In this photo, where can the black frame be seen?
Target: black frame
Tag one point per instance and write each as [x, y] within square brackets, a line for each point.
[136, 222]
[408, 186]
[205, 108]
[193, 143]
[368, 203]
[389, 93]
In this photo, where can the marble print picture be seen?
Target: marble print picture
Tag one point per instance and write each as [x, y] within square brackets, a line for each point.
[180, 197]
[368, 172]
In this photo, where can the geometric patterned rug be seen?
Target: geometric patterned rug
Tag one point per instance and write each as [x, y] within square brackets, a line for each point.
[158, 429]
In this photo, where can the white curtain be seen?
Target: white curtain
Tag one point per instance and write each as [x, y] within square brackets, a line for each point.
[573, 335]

------------------------------------------------

Instructions for the task
Can you quote all four entries above, word for word?

The result
In this photo, where can the black frame be seen?
Target: black frame
Tag one point per instance and write each as [x, y] within square brackets, a line for each point.
[136, 222]
[408, 186]
[205, 108]
[193, 143]
[368, 203]
[389, 93]
In this photo, where can the marble print picture be seen?
Target: marble print picture
Tag one point per instance and write each as [x, y] within square brackets, a line for each point.
[180, 197]
[368, 172]
In this photo, where can the geometric patterned rug be seen?
Target: geometric patterned rug
Tag one point per instance and write each as [x, y] within square brackets, a line for each point.
[158, 429]
In this photo, where can the white curtain be seen?
Target: white curtain
Tag one point per instance and write each as [x, y] within square brackets, a line for each point.
[573, 335]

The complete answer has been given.